*** GIVEN PASSAGE

Anything plank-related is not my favorite.  It always feels like you're not doing nearly enough for it to hurt that bad.


----------



## KempoGuy06 (Feb 20, 2009)

bluekey88 said:


> Also I hate running.
> 
> Peace,
> Erik



Im right there with you

B


----------



## jarrod (Feb 20, 2009)

KempoGuy06 said:


> Im right there with you
> 
> B



& i'm about three blocks behind you guys.


----------



## searcher (Feb 21, 2009)

Half or full jack-knife-kill the abs in so many ways.

That or dead-hang pull-ups.


----------



## StrongFighter (Feb 21, 2009)

The pullups probably because I am overweight right now but that may soon become my favorite excersice.


----------



## Nolerama (Feb 21, 2009)

I noticed a huge, beneficial change in my core power when I started MMA and doing squat-thrusts, but I hate them like some kids hate their vegetables.


----------



## Cryozombie (Feb 21, 2009)

Whats that Bicep workout called where you have to lift the beer glass to your mouth before you can drink? That one sucks, but its SOOOO rewarding that I do it.

Actually I hate Pull Ups.  Ive never been good at pull ups.  I hate doing pull ups.  Did I mention I dislike pull ups?


----------



## Stonecold (Feb 21, 2009)

Heavy high rep squats . Love how much power they build, hate the puckie. sucking air,  shakie leg fall down way they leave you on the last rep. Do them anyway. You don't have to like it , you just have to do it!!!


----------

******

AIM A
Answer these questions about the forum thread, one per line:
(i) What exercise does searcher say can kill the abs in so many ways?
(ii) What exercise did Nolerama start doing along with MMA?
(iii) What kind of squats does Stonecold mention?
The forum thread and the listing after it are separate material.

*** MATERIAL FOR THIS TASK

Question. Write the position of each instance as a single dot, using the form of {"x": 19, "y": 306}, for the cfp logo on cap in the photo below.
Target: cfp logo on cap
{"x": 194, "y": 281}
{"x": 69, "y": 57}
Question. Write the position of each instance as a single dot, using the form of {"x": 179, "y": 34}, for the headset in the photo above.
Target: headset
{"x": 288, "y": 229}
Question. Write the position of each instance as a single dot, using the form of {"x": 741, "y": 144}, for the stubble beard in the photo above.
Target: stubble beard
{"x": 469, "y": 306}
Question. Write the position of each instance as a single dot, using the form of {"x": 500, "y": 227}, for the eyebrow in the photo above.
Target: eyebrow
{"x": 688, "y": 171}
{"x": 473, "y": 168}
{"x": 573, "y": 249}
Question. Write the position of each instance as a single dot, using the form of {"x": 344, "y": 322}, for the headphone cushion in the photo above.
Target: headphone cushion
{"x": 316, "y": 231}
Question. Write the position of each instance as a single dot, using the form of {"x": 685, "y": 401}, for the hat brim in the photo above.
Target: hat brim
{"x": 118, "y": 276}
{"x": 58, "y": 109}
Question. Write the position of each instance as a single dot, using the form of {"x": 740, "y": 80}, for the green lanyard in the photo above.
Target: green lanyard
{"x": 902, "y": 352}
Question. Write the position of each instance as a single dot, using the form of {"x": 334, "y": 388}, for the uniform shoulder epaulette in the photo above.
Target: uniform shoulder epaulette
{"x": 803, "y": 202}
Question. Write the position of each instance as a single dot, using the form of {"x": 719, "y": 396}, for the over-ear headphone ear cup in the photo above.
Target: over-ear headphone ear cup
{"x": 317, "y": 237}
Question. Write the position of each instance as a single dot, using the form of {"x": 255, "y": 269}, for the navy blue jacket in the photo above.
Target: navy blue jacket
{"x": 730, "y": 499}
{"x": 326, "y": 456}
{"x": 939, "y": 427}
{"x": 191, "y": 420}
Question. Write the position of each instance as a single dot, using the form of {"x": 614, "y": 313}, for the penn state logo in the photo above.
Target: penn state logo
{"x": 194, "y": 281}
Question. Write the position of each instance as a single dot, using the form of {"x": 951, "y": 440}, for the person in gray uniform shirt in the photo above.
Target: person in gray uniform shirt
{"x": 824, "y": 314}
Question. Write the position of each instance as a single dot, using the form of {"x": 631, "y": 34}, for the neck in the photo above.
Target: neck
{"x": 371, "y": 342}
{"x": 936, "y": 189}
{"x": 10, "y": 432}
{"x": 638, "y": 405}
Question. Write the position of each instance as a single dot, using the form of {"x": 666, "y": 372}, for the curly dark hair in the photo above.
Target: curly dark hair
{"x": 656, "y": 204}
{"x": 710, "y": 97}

******

AIM B
Quote the lines of the listing that begin at the one containing "hair in the photo above." and run through the last line of the listing.

SOLUTION A
(i) Half or full jack-knife.
(ii) Squat-thrusts.
(iii) Heavy high rep squats.

SOLUTION B
Question. Write the position of each instance as a single dot, using the form of {"x": 666, "y": 372}, for the curly dark hair in the photo above.
Target: curly dark hair
{"x": 656, "y": 204}
{"x": 710, "y": 97}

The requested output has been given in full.